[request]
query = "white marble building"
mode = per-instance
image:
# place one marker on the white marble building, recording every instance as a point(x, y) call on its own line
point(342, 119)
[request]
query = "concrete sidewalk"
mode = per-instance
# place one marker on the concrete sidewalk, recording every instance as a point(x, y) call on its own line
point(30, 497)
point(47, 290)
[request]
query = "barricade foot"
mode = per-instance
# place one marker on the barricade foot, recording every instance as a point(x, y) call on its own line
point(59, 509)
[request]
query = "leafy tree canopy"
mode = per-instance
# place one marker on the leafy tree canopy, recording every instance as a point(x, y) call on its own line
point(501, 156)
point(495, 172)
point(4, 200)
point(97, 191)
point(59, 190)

— EXERCISE INSTRUCTIONS —
Give as a numbered list, omitting any blank lines, the part of the records that runs from the start through the line containing "point(47, 290)", with both ends included.

— SOLUTION TO THIS PROBLEM —
1. [request]
2. query = "white marble building"
3. mode = per-instance
4. image:
5. # place one marker on the white marble building, recording every instance as a point(x, y) call on its own line
6. point(342, 119)
7. [request]
8. query = "concrete sidewalk"
9. mode = per-instance
10. # place one marker on the concrete sidewalk, recording every instance as a point(x, y) call on its own line
11. point(30, 497)
12. point(47, 290)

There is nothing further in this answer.